SET PROBLEM: Write out each of the records below verbatim, preserving every line without alteration.

DATA SECTION:
begin

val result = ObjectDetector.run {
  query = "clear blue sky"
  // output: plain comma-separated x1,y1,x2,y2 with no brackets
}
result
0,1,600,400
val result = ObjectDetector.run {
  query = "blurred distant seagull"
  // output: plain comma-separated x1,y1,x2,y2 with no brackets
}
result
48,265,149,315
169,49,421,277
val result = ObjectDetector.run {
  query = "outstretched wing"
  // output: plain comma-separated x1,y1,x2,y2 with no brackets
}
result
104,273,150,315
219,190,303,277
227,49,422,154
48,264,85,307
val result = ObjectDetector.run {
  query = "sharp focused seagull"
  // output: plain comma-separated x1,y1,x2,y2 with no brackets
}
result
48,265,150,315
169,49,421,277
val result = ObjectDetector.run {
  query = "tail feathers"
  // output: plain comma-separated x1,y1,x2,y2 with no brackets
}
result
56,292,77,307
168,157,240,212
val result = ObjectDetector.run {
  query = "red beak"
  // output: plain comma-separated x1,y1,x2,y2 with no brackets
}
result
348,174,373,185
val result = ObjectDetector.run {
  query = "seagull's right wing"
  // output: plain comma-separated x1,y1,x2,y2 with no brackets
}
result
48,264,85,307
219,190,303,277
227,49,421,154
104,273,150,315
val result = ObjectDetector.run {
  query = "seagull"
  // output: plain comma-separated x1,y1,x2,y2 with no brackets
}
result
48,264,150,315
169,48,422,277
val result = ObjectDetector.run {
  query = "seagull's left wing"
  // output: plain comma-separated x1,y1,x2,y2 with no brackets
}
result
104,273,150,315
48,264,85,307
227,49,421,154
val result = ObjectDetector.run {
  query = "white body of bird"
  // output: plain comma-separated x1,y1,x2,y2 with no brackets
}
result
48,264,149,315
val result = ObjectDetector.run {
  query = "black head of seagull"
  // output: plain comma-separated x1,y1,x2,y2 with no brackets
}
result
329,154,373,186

end

THE COMPLETED TASK:
val result = ObjectDetector.run {
  query = "clear blue sky"
  // output: plain comma-separated x1,y1,x2,y2 with no brackets
}
result
0,1,600,400
val result = ObjectDetector.run {
  query = "blurred distant seagull"
  // output: plain comma-separated x1,y1,x2,y2 with no brackets
}
result
48,265,149,315
169,49,421,277
val result = ObjectDetector.run {
  query = "outstretched wing"
  // output: plain comma-separated x1,y1,x2,y2 with no brackets
}
result
104,273,150,315
219,190,303,277
227,49,422,154
48,264,85,307
val result = ObjectDetector.run {
  query = "sharp focused seagull"
  // output: plain comma-separated x1,y1,x2,y2 with no brackets
}
result
48,265,150,315
169,49,421,277
val result = ObjectDetector.run {
  query = "tail feathers"
  // output: plain comma-separated x1,y1,x2,y2 with no brackets
}
result
56,292,77,307
168,157,240,212
val result = ObjectDetector.run {
  query = "red beak"
  // output: plain comma-separated x1,y1,x2,y2 with no brackets
}
result
348,174,373,185
val result = ObjectDetector.run {
  query = "seagull's right wing"
  // output: plain comma-separated x1,y1,x2,y2 with no brackets
}
result
48,264,85,307
219,190,303,277
227,49,421,154
104,273,150,315
val result = ObjectDetector.run {
  query = "seagull"
  // output: plain comma-separated x1,y1,x2,y2 with no brackets
}
result
48,264,150,315
169,48,422,277
val result = ObjectDetector.run {
  query = "seagull's left wing"
  // output: plain comma-separated x1,y1,x2,y2 with no brackets
}
result
104,273,150,315
48,264,85,307
227,49,421,154
val result = ObjectDetector.run {
  query = "white body of bird"
  // output: plain comma-separated x1,y1,x2,y2 with no brackets
}
result
48,264,149,315
val result = ObjectDetector.run {
  query = "black head of seagull"
  // output: plain comma-separated x1,y1,x2,y2 with no brackets
}
result
329,154,373,186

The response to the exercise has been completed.